#### [Assigned task]
Look through the entries that follow and return each line that has the string "below".

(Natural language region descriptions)
####################
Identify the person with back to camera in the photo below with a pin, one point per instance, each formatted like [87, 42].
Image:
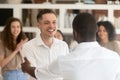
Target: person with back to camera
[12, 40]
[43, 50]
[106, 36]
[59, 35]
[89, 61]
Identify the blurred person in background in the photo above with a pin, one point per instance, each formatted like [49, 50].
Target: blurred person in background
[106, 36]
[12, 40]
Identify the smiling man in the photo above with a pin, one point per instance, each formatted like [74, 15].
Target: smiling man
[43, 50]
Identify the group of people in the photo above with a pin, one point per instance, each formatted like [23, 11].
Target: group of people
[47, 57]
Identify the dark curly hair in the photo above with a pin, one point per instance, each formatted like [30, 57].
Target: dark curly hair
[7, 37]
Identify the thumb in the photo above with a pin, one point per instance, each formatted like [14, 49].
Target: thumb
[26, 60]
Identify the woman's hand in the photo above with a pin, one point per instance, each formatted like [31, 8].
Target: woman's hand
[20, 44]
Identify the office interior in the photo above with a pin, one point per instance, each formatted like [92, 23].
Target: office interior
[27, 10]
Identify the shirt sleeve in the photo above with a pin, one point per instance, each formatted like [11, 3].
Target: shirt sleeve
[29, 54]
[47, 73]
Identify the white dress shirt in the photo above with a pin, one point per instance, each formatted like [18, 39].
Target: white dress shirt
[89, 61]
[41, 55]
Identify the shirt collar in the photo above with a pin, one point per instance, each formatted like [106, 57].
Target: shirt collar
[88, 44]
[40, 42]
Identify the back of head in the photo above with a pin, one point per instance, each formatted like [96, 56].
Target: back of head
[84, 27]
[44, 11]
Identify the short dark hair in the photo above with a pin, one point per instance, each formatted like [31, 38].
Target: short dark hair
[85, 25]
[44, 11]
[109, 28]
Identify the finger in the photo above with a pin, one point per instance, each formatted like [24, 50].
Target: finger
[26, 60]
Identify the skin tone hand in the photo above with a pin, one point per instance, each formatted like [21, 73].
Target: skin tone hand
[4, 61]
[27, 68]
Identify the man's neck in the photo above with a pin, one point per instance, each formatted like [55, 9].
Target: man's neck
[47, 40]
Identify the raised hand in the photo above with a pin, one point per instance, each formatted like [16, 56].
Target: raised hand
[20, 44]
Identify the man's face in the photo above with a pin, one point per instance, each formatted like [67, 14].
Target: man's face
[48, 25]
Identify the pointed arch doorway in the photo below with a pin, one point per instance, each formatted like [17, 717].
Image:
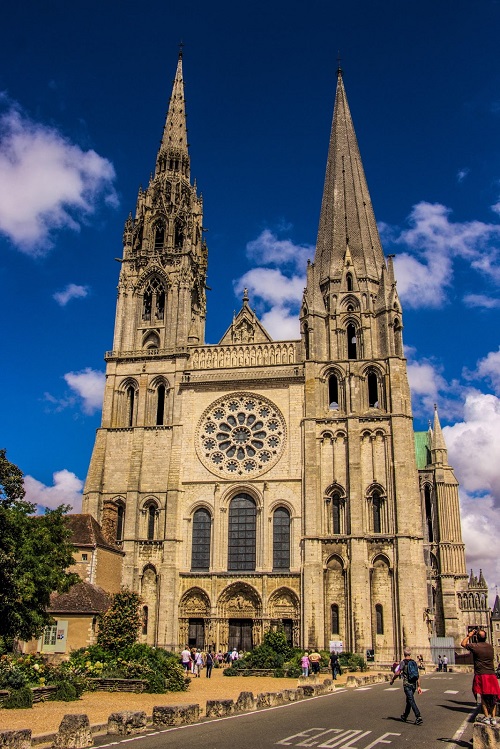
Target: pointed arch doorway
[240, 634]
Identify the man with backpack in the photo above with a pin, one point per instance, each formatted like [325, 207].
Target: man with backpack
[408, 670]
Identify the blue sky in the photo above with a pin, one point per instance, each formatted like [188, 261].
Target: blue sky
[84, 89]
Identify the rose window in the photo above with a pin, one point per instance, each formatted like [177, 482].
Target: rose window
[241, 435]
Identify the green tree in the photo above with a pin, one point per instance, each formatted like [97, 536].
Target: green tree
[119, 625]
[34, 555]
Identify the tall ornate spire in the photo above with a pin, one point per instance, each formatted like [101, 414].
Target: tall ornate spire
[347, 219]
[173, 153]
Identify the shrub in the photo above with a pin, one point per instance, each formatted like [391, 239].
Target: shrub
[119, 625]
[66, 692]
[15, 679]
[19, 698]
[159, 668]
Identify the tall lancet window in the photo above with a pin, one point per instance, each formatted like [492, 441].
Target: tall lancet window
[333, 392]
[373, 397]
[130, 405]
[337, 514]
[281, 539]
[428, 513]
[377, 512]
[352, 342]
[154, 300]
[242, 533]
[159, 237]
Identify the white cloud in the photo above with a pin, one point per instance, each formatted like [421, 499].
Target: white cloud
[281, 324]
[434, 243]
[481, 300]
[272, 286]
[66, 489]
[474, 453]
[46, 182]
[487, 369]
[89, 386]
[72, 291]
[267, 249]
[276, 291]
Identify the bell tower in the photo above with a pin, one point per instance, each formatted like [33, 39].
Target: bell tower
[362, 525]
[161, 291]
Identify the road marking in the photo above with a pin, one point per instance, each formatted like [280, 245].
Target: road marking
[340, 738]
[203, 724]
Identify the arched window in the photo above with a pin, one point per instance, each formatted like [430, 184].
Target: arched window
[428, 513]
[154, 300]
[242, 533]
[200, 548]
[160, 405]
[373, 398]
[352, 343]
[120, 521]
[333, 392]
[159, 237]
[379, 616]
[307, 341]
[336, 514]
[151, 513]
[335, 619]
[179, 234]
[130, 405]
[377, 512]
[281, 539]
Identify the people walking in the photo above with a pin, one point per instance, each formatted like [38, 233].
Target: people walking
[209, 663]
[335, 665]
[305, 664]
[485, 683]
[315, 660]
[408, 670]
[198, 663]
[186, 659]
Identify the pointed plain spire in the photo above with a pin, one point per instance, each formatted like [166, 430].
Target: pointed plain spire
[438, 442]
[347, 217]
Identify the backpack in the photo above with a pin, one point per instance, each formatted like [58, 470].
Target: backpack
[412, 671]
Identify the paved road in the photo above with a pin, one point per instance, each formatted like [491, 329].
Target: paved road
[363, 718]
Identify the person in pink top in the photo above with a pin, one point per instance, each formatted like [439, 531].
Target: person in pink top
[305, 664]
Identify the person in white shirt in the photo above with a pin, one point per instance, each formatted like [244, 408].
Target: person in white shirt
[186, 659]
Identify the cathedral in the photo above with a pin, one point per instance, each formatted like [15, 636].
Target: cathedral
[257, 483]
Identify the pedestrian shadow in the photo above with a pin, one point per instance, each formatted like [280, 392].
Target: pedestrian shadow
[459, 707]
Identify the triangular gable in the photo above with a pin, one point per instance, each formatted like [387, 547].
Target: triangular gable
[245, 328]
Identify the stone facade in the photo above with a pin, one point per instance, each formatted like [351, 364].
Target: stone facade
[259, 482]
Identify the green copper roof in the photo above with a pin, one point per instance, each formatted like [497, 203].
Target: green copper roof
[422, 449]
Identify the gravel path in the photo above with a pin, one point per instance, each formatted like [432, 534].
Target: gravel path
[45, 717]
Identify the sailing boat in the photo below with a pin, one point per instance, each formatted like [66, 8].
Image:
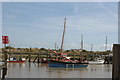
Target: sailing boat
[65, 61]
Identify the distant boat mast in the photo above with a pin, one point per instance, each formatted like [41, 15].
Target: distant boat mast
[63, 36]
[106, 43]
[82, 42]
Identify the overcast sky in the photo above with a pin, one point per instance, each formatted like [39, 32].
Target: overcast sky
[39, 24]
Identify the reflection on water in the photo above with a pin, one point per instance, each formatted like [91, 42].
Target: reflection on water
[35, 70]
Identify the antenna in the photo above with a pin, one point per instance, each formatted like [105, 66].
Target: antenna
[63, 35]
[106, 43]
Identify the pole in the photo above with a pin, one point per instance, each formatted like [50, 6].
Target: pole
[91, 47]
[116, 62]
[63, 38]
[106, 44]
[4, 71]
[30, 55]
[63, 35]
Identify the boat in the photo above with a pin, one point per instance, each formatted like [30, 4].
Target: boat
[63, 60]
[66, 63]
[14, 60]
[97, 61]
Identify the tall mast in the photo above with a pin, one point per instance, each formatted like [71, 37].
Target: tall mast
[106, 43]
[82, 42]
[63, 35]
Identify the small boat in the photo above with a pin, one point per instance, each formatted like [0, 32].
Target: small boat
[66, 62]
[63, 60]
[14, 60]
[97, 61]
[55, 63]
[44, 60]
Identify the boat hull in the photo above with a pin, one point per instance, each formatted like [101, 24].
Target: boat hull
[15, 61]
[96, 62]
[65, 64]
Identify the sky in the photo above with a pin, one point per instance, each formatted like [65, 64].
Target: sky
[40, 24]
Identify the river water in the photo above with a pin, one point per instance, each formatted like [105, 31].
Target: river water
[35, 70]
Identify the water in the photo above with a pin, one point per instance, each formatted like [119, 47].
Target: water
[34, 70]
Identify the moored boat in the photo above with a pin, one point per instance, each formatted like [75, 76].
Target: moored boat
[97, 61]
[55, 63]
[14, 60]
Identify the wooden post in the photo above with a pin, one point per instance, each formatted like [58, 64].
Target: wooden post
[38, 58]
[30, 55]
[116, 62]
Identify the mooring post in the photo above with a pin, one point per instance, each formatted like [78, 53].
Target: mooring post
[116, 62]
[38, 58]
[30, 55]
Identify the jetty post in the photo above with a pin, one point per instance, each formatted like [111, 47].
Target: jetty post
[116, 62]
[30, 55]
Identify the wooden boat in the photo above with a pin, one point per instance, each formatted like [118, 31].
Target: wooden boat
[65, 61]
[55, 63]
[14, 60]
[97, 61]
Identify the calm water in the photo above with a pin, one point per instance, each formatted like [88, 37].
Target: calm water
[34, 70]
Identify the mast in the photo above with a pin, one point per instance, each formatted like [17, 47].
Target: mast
####################
#### [Solution to the problem]
Identify the person with back to camera in the photo below with a pin, one point per instance, each formatted like [87, 42].
Identify the pointed arch doorway in the photo below with a pin, one point per instance, each formatted like [17, 717].
Identify the sailing boat in the photo below with a pin, one point per instance, each formatted like [66, 8].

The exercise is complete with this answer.